## Problems and tasks:
1 – Answer these from the essay on grief and faith below:
(a) How old does the writer say they are?
(b) How long after the diagnosis did the cancer take the husband's life?
(c) Which Bible verse was the writer led to?
2 – Write a continuation of the essay on grief and faith, picking up after its final sentence.

## Excerpt:
* * * * *

We all know that in this life we will have trouble, but that doesn’t prevent us from being blindsided when that trouble comes. Such as it was with me 3 years ago when my husband was diagnosed with incurable cancer. And then, 18 months later, my life was completely uprooted when that cancer took his life. I’m only 32, and now I’m a single mother of two young girls, tackling life partner-less.
I’ll admit that even though I trust God, I get caught up in day-long (sometimes week-long) bouts of self-pity where I appeal (okay, maybe whine) to God with these questions:
Don’t I deserve happiness?
If God wants to give “good gifts” where are mine?
Does God want me to be in this kind of pain?
But here’s the good news: I’m getting better and better at recognizing lies the more I grow in Christ. And unfortunately, these self-pity sessions are a great big one. When I ask myself these questions, I’m operating under the belief that God owes me something.
But wait a minute: surely God wants me to be happy, right?
When I asked God this question recently, the Spirit led me to this verse:
We know that God causes everything to work together for the good of those who love God and are called according to his purpose for them. (Romans 8:28)

* * * * *

## Extracted entries:

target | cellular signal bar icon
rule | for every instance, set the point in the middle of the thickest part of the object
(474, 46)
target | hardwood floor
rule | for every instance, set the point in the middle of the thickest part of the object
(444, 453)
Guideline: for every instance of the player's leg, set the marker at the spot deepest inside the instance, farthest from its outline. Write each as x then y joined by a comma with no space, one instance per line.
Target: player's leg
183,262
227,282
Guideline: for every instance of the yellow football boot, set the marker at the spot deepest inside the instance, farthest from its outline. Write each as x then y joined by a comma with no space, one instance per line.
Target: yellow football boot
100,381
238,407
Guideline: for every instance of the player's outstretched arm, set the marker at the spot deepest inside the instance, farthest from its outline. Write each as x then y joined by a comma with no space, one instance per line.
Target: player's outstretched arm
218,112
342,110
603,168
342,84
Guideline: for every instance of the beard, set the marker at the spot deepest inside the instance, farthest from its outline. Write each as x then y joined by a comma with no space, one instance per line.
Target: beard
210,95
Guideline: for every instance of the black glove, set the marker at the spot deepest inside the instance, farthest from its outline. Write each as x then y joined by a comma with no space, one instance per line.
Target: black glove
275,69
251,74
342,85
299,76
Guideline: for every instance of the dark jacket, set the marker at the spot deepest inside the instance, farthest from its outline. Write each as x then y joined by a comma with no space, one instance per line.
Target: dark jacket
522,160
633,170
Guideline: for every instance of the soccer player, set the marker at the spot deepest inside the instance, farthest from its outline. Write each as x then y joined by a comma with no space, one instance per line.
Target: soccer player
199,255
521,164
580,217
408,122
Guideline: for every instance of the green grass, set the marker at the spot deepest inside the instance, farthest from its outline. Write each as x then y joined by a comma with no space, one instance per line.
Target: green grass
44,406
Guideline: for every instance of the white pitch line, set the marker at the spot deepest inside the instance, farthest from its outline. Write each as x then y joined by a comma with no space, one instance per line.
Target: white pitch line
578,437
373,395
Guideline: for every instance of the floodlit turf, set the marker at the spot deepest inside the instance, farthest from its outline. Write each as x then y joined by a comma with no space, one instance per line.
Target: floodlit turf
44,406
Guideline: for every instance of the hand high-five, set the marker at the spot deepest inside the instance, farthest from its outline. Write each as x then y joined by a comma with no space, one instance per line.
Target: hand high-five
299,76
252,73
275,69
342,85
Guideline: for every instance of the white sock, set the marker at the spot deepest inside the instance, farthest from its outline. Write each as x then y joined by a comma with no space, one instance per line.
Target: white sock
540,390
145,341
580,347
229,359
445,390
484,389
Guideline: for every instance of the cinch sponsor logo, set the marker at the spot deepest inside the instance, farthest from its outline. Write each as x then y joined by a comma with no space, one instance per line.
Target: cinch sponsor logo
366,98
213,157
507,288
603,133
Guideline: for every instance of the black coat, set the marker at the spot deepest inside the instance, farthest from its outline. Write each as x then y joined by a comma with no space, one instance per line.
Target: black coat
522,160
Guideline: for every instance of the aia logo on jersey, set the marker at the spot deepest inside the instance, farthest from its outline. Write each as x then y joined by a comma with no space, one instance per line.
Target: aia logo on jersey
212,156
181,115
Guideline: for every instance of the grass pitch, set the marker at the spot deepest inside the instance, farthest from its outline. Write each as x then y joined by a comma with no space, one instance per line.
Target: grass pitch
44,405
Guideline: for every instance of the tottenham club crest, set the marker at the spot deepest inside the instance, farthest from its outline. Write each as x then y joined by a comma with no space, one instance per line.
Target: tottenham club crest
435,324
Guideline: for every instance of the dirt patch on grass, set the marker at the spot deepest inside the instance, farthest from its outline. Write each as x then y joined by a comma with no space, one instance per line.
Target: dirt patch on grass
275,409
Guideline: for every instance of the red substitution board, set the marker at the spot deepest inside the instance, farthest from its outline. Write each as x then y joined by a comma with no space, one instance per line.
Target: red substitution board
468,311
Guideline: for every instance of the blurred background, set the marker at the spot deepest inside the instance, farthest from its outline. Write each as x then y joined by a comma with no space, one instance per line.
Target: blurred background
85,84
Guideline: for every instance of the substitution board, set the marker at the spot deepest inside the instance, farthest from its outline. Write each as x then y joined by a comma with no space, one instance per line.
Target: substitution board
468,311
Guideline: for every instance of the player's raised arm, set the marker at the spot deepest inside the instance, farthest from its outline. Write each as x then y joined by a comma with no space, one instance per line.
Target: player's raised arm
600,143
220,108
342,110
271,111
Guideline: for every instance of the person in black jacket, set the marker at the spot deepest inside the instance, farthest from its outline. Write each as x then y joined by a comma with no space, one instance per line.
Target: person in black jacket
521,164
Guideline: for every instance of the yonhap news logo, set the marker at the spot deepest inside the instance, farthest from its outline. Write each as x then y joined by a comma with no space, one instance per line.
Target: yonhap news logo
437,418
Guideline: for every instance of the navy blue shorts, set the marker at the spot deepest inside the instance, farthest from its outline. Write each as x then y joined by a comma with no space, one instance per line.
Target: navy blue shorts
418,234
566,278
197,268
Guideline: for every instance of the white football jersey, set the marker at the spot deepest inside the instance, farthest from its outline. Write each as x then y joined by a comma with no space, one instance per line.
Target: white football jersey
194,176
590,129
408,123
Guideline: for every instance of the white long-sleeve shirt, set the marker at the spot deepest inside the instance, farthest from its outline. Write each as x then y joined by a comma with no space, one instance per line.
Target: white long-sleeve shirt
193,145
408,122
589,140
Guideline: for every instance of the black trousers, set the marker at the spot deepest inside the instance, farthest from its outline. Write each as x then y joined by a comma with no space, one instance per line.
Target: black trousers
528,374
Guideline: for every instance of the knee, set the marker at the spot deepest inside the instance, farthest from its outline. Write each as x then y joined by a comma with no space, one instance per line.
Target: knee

* * * * *

## Answers to the problems:
1 –
(a) 32
(b) 18 months
(c) Romans 8:28

2 –
I don’t know about you, but I tend to default happiness into the “good” category, and into the “bad” category go things like cancer, widowhood, and fatherless children. But is this also how God thinks about good things?
We can provide a pretty solid answer to that by considering God’s plan of redemption for mankind--his son, Jesus Christ. This is a very good plan, but was it a pain-free and happy experience for Jesus? Definitely not (actually, I’ve heard crucifixion is one of the absolute worst ways to die).
Could it be that perhaps God’s definition of good is much, much bigger than my feelings or current situation? What if God’s definition includes things like: furthering his kingdom, preparing hearts for eternity, glorifying his name on earth, and deepening his relationship with his children? And this verse contains something else important. This good is only for those who love him--not because God is punishing everyone else--but because those who truly know and love God will accept all circumstances for what they are: a good thing done for his purpose.
When I switch my point of view from God existing for my pleasure, and place it on how I can better exist for his good, long pity parties don’t even stand a chance.
We actually rob ourselves of the joy that is offered to us during a trial by not understanding God’s definition of our good. Oh, yes we will feel the pain and suffer; but don’t let these temporal and fleeting feelings rob you of the glorious work God has set into motion. He has a purpose for it, and it is God-sized good!